▸ **Page extract**

# NFL 2018 Defense Analyzer

# Importing Libraries

In [2]:
# acquire libraries
import pandas as pd
import matplotlib.pyplot as plt

#explore libraries
from scipy import stats
import seaborn as sns
import prep_plays
import prep_season
plt.rc("figure", figsize=(12, 7))
plt.rc("font", size=14)
from sklearn.model_selection import train_test_split

# model libraries
import wrangle_plays_data
from sklearn.metrics import classification_report, accuracy_score, confusion_matrix
from sklearn.model_selection import GridSearchCV
from sklearn.ensemble import GradientBoostingClassifier
from sklearn.linear_model import LogisticRegression
from sklearn.neighbors import KNeighborsClassifier
from sklearn.svm import SVC

pd.set_option('display.max_columns', None)

Acquire.py Loaded Successfully
Prep.py Loaded Successfully
Prep_Season.py Loaded Successfully
Wrangle.py Loaded Successfully


# Acquire 

- We acquired the data from kaggle.com as several .csv's but the data itself is provided by nextgenstats.nfl.com

In [None]:
nfl = pd.read_csv('plays.csv')

In [None]:
nfl.head()

In [None]:
nfl.shape

In [None]:
nfl.info()

In [None]:
nfl.describe().T

In [None]:
num_cols = nfl.columns[[(nfl[col].dtype == 'int64') | (nfl[col].dtype == 'float64') for col in nfl.columns]]
for col in num_cols:
    plt.hist(nfl[col])
    plt.title(col)
    plt.show()

**Takeaways:**
- There are some null values listed that will need some investigation
- More plays are being ran in the second and fourth quarter
- Less plays are being ran as the down gets greater
- Yards to go is skewed right(makes sense)

(A sequence of records)
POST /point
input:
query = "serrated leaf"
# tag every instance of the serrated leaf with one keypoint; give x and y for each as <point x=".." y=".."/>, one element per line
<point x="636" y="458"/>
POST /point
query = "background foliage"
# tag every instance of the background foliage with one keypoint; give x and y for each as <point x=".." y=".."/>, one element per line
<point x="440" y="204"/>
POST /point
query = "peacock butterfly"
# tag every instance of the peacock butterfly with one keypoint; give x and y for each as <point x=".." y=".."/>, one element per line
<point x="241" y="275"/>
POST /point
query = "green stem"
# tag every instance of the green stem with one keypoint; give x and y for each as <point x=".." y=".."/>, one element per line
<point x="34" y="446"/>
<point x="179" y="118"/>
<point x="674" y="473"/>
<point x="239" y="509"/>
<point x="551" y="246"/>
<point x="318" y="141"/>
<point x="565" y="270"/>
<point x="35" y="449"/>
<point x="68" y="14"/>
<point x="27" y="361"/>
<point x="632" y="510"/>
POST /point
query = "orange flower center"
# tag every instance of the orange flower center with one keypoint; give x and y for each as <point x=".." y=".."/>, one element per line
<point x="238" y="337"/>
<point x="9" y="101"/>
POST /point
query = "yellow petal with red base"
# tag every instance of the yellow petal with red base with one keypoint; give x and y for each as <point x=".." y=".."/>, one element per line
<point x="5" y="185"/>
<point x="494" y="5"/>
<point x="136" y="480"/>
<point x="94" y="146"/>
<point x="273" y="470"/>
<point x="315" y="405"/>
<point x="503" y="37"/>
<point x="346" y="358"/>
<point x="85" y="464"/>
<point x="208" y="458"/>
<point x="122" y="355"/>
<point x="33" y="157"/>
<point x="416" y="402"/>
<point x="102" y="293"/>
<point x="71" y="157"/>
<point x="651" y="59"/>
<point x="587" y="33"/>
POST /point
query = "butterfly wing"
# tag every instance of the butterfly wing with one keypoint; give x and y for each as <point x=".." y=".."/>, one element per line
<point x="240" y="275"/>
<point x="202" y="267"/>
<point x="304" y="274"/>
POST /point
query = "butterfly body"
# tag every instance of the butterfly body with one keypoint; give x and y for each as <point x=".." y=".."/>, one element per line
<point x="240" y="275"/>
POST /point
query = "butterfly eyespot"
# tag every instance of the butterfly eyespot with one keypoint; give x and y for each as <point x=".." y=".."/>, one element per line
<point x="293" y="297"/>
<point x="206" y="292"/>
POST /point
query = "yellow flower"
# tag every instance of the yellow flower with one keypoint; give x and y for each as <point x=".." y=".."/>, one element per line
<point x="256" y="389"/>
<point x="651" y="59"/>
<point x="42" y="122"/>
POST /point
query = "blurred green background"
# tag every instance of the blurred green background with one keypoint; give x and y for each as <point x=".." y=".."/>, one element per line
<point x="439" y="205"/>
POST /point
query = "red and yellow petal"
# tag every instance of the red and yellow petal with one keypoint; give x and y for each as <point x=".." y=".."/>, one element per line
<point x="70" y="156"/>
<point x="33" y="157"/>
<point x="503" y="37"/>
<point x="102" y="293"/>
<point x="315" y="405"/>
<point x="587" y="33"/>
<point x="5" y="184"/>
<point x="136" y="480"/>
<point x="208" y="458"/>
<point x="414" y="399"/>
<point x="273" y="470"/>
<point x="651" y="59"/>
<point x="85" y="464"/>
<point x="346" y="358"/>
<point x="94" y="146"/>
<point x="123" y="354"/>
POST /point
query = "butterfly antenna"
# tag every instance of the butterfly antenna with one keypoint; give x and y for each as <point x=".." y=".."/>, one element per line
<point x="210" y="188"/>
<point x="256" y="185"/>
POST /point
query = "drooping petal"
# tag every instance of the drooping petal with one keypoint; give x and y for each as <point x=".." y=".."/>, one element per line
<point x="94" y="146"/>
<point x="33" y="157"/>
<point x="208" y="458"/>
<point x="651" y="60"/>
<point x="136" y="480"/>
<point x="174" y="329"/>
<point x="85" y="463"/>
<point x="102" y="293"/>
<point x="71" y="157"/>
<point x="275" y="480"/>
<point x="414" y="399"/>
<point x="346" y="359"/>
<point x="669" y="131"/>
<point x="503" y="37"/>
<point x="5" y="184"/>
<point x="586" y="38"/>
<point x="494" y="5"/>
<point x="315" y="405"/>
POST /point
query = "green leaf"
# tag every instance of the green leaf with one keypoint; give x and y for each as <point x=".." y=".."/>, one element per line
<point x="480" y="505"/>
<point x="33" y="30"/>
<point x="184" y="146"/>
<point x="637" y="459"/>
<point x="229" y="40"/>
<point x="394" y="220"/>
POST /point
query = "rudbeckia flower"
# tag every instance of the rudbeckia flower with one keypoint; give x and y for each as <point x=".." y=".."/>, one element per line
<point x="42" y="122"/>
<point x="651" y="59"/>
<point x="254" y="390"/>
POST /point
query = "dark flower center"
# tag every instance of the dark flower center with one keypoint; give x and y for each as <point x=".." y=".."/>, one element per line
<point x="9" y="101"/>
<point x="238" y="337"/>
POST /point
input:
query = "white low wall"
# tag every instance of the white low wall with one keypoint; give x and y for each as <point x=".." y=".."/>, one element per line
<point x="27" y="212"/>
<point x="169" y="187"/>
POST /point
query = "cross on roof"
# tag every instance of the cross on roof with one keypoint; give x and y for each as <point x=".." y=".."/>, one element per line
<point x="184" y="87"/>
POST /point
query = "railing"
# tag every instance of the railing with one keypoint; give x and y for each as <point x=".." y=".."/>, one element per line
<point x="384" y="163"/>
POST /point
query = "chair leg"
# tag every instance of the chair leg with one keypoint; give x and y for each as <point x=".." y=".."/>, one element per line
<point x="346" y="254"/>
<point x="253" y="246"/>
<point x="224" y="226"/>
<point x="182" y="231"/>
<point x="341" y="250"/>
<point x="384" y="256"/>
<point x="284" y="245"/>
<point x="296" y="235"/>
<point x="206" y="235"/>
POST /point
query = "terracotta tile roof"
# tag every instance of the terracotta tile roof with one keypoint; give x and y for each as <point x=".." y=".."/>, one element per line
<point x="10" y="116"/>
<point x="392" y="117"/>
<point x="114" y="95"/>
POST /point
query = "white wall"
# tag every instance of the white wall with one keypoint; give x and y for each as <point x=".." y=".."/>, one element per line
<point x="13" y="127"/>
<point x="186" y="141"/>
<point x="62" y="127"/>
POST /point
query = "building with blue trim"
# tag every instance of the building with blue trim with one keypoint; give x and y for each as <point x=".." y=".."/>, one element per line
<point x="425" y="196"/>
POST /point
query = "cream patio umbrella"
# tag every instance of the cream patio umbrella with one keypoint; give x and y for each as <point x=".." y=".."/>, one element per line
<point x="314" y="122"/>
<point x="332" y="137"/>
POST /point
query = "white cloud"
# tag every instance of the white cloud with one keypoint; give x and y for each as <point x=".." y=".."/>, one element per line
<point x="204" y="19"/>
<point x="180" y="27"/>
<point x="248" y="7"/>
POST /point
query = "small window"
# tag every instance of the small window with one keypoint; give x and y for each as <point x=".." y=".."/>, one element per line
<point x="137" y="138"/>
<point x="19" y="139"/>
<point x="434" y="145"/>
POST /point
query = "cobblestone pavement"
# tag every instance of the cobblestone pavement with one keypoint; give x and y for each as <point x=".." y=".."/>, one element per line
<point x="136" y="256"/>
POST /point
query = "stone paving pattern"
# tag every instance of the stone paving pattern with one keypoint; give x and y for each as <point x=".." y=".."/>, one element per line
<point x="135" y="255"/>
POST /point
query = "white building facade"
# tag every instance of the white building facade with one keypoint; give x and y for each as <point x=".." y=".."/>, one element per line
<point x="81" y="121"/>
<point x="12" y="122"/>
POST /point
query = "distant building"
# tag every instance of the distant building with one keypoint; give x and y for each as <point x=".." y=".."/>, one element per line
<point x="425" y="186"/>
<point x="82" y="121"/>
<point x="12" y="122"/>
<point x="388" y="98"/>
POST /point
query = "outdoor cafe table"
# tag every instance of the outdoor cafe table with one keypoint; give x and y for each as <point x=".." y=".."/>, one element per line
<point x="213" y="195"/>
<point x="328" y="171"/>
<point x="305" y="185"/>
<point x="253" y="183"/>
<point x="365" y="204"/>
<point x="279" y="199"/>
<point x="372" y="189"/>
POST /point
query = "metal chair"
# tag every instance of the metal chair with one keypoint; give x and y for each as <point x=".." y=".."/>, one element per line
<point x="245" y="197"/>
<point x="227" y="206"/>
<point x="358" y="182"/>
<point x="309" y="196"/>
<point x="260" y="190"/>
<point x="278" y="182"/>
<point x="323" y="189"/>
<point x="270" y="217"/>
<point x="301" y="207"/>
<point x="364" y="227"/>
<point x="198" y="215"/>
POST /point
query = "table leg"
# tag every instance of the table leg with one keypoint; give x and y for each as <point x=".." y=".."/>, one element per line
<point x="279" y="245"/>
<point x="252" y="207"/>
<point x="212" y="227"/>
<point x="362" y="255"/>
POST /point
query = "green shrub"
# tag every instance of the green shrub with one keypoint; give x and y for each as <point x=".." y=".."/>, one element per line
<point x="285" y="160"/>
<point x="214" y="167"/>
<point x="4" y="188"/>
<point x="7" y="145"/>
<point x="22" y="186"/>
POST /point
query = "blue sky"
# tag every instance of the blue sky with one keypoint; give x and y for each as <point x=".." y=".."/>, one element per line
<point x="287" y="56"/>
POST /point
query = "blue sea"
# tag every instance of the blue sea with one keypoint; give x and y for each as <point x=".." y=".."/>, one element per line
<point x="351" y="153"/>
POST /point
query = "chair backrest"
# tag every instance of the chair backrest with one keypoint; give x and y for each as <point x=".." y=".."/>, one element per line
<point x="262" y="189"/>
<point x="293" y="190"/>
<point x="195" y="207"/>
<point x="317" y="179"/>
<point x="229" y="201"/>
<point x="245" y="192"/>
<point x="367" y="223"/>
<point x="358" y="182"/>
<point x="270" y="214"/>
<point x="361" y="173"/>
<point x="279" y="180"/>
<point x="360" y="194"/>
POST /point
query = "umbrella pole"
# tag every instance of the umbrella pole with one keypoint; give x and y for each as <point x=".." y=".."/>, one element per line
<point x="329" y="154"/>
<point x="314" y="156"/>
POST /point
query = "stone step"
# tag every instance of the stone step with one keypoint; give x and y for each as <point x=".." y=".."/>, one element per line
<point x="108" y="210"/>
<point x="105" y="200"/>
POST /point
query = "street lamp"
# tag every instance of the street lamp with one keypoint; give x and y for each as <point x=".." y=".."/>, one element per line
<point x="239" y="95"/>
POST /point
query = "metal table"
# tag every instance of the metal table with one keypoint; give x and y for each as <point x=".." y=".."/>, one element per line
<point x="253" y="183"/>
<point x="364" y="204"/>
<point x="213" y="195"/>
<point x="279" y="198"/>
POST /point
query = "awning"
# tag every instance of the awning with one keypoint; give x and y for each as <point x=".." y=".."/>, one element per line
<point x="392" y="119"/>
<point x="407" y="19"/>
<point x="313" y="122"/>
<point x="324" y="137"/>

▸ **Work to complete**
1. Copy everything in the NFL defense notebook from "# model libraries" down to "pd.set_option('display.max_columns', None)", unchanged.
2. List every line of the records that contains the word "backrest".

▸ **Responses per task**
1.
# model libraries
import wrangle_plays_data
from sklearn.metrics import classification_report, accuracy_score, confusion_matrix
from sklearn.model_selection import GridSearchCV
from sklearn.ensemble import GradientBoostingClassifier
from sklearn.linear_model import LogisticRegression
from sklearn.neighbors import KNeighborsClassifier
from sklearn.svm import SVC

pd.set_option('display.max_columns', None)

2.
query = "chair backrest"
# tag every instance of the chair backrest with one keypoint; give x and y for each as <point x=".." y=".."/>, one element per line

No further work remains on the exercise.